## [Exercise prompt]
State how many lines in the rows below contain the word "camel", matching case exactly. Reply with the number only.

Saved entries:
<<<<

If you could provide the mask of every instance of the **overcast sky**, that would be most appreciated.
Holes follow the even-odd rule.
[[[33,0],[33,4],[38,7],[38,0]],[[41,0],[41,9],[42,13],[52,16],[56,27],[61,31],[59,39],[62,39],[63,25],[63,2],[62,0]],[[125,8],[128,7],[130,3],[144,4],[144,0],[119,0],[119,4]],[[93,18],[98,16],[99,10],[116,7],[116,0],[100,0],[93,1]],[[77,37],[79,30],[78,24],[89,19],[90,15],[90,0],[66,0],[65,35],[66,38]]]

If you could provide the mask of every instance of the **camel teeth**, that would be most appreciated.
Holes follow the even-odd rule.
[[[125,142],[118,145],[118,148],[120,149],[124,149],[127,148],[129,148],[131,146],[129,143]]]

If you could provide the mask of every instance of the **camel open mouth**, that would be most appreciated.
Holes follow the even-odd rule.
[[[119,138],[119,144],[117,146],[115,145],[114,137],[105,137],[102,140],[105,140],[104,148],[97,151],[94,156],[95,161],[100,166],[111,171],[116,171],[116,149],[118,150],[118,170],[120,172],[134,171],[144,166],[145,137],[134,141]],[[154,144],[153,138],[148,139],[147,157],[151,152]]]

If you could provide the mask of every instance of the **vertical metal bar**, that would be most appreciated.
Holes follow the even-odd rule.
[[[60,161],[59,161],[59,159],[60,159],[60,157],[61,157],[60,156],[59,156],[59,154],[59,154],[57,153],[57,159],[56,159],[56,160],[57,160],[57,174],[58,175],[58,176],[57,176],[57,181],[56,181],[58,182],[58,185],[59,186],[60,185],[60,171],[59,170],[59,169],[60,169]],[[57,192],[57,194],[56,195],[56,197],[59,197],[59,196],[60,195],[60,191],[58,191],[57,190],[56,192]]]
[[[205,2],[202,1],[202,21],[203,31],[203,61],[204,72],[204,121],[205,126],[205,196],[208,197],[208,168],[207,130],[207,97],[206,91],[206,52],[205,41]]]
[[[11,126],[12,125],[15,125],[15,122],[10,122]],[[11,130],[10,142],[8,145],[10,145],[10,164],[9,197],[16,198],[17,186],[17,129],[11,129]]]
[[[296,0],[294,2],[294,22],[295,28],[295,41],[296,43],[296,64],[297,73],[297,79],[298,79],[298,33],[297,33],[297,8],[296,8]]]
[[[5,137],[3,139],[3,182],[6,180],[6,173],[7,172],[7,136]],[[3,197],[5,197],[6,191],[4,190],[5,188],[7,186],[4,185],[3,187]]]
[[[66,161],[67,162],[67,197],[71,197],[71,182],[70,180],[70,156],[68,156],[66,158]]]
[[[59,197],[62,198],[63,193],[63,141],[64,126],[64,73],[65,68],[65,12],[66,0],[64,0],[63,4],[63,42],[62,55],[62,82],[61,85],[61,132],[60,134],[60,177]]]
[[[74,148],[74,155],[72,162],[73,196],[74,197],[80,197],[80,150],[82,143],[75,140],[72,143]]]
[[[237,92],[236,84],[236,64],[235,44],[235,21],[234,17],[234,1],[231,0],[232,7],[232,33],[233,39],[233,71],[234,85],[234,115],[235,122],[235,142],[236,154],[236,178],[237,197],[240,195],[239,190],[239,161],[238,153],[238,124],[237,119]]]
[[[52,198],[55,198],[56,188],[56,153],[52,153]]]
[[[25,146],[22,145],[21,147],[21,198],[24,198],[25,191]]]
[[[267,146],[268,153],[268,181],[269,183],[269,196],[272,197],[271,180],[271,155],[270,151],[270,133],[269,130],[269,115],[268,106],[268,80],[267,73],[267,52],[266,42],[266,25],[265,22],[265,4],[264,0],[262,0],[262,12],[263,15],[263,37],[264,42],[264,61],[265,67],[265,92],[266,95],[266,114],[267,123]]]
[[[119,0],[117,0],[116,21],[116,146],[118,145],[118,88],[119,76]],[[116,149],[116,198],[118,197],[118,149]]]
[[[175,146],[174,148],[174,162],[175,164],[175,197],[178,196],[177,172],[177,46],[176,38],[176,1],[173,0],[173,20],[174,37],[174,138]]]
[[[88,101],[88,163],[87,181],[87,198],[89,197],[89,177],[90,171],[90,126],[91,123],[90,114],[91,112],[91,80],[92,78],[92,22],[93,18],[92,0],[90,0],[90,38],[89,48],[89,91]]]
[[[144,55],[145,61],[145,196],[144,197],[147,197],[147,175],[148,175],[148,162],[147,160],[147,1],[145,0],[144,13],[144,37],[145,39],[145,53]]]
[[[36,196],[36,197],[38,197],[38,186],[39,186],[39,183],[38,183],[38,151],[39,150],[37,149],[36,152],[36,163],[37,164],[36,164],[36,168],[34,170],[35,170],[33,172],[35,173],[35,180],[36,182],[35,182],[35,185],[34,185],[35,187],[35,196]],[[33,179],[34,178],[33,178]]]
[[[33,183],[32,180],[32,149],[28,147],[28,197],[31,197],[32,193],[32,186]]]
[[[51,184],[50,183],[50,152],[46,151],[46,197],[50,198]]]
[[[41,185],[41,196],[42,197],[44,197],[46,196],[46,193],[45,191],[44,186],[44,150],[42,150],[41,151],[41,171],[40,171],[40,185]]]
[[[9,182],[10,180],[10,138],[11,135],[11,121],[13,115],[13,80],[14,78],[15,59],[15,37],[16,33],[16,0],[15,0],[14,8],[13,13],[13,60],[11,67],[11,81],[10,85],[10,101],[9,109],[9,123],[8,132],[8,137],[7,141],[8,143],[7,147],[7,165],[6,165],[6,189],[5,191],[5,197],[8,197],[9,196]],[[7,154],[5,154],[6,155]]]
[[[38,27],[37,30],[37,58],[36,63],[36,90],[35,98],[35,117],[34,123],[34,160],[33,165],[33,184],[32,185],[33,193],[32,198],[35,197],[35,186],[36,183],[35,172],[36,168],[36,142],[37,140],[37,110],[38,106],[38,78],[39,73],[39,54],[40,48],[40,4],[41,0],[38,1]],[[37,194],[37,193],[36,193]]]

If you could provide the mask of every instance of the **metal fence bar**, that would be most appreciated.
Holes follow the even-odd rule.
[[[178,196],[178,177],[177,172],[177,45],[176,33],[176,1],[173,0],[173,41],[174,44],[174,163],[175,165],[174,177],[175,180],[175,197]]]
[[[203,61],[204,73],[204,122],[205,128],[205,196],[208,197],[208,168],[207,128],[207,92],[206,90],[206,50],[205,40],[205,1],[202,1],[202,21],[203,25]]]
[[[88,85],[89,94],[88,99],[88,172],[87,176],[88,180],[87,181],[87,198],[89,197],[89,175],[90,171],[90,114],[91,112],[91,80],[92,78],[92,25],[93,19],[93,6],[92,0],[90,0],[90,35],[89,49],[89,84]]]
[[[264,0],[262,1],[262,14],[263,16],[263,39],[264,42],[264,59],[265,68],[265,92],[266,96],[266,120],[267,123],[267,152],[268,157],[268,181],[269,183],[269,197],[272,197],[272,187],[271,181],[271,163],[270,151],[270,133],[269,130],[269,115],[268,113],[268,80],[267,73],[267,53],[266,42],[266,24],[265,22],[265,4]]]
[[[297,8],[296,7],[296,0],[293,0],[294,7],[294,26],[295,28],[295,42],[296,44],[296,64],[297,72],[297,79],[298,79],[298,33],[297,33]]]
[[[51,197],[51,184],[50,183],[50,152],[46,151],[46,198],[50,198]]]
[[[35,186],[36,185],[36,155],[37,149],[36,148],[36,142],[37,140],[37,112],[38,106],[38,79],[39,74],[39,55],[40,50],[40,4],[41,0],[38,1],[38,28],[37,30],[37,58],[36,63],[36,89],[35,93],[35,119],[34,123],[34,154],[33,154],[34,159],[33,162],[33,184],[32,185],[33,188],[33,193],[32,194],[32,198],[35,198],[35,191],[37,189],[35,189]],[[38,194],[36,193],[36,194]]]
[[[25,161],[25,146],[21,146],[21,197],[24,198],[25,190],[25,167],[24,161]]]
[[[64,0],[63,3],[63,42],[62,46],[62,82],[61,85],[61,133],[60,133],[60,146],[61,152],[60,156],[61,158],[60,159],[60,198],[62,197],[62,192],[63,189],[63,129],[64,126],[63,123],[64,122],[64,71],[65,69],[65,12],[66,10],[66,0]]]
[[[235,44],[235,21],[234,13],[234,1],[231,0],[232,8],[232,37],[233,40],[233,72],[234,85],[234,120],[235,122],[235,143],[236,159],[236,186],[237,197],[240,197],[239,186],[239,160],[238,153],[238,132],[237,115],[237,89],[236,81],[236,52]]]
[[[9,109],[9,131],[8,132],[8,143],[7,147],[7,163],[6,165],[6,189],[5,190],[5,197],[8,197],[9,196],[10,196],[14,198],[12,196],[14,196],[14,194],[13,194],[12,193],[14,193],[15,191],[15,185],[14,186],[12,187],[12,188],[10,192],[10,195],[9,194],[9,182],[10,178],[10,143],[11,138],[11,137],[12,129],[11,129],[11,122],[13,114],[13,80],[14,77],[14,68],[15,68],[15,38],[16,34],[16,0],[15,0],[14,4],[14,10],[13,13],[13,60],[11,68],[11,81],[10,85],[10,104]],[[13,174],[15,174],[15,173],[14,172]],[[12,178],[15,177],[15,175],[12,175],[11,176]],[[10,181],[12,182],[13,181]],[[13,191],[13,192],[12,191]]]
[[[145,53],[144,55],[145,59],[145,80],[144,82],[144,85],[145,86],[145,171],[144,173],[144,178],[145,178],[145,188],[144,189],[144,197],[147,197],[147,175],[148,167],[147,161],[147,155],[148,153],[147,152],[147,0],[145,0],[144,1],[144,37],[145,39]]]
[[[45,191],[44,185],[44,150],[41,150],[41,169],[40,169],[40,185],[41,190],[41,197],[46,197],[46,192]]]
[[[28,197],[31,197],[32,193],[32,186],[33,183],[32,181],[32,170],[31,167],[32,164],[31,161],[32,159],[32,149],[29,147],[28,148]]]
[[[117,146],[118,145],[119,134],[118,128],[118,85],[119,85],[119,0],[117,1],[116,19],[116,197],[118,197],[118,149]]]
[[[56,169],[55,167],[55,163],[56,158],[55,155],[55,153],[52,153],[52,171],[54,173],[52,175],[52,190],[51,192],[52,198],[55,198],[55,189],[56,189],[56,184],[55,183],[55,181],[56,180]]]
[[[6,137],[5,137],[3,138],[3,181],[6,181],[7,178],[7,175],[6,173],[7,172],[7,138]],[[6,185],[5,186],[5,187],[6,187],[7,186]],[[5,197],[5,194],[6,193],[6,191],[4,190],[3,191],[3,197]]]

>>>>

## [Problem solution]
2